→ **WRITTEN PROBLEM**
Rewrite the rows that begin at the line containing "Audit instructions — the first annotator's boxes for saluting" and stop after the line containing "[237,209,350,386]", keeping their requests and multiplying every box coordinate in the answers by 1.75, rounded to whole numbers with halves going up. Return only those rows.
**** RAW DATA
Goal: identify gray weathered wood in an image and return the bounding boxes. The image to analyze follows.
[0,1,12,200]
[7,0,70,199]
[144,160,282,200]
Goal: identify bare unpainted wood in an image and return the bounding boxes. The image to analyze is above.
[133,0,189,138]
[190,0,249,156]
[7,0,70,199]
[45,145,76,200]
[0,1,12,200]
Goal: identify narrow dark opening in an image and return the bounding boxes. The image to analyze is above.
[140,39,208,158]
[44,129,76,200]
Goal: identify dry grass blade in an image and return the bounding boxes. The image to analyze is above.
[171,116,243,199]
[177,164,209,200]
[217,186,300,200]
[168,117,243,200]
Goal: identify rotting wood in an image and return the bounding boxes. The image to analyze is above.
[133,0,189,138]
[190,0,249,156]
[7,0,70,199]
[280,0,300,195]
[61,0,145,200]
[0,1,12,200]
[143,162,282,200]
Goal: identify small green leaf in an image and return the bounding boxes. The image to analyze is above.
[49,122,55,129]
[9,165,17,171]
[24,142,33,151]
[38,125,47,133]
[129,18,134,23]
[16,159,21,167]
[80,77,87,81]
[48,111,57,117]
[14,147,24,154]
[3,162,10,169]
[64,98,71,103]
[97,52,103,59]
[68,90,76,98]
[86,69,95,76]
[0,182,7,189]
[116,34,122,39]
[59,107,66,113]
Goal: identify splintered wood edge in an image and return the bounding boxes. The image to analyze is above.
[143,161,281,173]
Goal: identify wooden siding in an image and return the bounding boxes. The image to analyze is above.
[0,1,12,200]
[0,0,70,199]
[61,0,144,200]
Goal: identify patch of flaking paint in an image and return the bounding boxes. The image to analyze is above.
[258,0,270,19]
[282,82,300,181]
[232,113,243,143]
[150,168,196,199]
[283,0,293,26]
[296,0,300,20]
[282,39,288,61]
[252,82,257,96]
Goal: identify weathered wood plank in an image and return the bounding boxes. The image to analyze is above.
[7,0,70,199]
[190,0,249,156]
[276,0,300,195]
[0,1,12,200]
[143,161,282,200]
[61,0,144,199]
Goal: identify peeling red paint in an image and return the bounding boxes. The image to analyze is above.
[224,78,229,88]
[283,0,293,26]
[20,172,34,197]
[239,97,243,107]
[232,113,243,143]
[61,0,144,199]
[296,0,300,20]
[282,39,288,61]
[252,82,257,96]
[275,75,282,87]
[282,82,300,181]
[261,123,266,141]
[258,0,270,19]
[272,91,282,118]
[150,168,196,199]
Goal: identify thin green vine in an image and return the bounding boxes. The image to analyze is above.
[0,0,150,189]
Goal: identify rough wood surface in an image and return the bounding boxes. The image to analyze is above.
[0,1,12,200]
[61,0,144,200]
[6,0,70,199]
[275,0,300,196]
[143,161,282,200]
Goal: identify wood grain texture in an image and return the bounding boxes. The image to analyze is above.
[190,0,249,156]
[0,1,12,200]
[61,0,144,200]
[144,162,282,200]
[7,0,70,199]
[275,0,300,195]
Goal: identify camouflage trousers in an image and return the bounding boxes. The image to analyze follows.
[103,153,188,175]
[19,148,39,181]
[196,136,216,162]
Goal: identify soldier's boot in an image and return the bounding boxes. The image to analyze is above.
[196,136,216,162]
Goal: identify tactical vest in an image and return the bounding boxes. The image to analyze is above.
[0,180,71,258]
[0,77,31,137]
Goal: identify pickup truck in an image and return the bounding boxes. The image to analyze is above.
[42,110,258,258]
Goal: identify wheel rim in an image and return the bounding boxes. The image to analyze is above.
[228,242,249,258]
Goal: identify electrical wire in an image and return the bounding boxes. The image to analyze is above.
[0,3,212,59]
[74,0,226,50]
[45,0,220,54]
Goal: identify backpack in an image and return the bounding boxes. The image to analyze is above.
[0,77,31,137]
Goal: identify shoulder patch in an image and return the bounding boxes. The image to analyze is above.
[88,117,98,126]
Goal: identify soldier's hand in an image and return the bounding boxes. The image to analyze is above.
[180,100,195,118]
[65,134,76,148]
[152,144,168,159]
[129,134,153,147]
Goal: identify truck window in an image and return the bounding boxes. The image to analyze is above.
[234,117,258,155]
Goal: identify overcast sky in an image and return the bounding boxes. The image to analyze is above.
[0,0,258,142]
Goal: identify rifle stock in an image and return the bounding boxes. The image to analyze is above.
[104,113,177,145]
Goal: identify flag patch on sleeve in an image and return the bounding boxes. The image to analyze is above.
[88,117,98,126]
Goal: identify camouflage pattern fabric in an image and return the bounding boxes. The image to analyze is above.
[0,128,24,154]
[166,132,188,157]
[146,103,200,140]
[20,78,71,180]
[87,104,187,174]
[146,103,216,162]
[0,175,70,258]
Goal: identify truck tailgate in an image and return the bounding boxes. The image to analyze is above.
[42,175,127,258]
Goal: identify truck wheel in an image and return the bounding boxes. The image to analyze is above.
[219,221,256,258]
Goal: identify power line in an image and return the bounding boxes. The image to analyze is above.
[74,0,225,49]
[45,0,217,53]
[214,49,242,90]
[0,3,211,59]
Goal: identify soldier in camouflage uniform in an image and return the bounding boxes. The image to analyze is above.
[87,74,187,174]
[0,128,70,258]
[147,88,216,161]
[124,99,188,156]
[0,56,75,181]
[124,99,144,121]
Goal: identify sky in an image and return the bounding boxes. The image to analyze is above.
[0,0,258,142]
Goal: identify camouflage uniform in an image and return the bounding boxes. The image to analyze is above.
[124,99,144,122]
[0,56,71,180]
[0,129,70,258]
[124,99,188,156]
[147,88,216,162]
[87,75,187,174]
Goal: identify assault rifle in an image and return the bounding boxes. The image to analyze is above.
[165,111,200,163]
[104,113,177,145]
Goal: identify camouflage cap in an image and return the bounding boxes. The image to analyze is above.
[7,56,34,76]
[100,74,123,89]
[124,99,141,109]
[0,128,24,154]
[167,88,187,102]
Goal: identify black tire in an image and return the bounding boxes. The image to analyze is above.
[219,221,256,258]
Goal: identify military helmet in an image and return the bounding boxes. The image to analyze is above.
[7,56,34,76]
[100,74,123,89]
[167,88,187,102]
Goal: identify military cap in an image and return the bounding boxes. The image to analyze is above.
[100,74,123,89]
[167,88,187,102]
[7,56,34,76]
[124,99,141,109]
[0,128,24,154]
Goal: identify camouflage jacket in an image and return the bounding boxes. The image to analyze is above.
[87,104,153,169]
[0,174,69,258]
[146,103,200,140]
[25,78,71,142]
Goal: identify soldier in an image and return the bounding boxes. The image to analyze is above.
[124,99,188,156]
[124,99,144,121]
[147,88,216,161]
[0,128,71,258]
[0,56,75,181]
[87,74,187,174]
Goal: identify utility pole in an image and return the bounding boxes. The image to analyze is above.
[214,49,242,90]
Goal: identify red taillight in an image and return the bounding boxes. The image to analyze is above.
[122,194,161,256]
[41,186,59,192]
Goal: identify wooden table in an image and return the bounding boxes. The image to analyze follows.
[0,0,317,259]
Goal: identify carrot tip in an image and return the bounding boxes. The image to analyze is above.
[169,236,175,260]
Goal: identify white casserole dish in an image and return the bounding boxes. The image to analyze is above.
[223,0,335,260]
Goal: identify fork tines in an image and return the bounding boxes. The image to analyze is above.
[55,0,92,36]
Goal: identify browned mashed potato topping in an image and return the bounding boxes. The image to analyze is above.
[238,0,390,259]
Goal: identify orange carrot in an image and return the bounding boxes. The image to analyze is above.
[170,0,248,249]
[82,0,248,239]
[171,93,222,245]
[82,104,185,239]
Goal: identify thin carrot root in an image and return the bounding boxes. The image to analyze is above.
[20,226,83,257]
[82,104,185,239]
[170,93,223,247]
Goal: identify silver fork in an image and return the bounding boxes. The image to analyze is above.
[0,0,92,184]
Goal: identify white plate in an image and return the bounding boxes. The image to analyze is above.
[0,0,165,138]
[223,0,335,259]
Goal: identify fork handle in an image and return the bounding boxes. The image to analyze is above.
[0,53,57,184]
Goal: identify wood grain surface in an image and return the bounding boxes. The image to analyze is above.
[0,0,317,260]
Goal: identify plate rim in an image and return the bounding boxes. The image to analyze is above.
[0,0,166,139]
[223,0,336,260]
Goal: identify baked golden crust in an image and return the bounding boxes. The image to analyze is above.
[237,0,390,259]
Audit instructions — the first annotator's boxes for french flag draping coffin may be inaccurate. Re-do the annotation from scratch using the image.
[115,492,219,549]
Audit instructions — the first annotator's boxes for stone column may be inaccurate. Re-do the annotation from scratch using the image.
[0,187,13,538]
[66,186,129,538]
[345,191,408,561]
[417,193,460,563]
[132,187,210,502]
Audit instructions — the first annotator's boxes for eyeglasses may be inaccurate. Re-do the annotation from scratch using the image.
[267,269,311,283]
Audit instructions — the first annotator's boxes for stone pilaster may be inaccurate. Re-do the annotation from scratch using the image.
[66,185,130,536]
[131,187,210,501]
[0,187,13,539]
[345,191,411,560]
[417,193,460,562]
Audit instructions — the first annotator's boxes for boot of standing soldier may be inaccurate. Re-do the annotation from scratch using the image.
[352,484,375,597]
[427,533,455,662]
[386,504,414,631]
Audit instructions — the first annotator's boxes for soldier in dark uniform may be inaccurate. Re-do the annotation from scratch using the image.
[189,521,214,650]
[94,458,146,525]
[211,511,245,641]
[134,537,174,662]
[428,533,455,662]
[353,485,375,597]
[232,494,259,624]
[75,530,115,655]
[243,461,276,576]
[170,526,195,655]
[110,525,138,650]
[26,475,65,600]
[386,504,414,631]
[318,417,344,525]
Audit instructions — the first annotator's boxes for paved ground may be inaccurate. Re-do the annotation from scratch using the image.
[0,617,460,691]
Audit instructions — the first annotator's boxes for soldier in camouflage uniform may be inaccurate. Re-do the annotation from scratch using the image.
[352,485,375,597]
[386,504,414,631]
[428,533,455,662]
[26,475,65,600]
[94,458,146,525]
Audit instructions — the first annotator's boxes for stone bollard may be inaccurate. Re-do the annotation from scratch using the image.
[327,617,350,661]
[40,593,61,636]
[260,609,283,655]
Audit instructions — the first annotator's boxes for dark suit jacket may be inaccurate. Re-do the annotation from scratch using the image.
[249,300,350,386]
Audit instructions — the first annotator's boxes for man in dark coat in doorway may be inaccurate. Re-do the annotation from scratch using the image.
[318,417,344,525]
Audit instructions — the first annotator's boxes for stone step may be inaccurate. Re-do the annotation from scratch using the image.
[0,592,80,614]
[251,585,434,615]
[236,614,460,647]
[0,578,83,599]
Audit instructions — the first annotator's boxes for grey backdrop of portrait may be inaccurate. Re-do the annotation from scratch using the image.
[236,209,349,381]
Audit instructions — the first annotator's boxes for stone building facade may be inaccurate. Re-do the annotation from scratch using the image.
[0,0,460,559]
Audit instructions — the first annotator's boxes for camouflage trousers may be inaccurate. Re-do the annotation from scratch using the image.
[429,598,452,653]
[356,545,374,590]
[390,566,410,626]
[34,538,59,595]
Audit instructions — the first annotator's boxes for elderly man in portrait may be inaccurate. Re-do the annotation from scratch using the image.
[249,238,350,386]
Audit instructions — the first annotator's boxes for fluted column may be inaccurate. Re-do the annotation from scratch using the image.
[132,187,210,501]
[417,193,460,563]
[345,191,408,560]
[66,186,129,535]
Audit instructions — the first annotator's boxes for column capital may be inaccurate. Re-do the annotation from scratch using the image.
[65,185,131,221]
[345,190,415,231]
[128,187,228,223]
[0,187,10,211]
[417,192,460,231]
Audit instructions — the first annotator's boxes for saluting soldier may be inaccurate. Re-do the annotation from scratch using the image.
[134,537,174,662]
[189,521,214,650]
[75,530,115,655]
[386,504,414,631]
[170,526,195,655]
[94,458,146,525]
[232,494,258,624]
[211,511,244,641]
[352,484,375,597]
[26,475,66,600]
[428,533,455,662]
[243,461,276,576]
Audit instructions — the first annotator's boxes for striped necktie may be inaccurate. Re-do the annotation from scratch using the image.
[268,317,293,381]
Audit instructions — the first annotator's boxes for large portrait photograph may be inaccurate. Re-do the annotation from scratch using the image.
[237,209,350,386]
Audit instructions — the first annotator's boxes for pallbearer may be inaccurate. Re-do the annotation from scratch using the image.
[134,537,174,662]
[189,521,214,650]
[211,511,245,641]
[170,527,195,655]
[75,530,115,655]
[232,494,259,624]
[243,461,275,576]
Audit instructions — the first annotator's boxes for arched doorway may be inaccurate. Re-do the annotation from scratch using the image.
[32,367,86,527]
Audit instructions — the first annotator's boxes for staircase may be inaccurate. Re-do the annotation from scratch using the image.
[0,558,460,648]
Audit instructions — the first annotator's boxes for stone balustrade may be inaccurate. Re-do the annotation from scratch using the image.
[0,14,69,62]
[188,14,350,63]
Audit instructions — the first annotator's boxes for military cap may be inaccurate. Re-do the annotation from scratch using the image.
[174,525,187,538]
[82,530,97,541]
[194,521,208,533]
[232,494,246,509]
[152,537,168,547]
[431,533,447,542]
********
→ **RIGHT ANSWER**
Audit instructions — the first annotator's boxes for saluting soldier may be inaccurate. Re-do the annotation from scratch using the image.
[235,940,305,1159]
[331,912,375,1138]
[131,928,201,1146]
[676,882,725,1104]
[298,921,341,1146]
[165,802,256,919]
[406,865,452,1092]
[369,894,427,1122]
[616,847,656,1045]
[46,831,116,1050]
[749,933,796,1159]
[425,807,483,1008]
Audit instructions — the first annotator's boxes for striped necktie may be inaccurate. Re-do the annotation from scratch using the image.
[469,555,513,667]
Audit instructions — the first annotator's boxes for large portrait photograph may be inaccurate. Re-do the annotation from scratch using the image.
[415,366,613,676]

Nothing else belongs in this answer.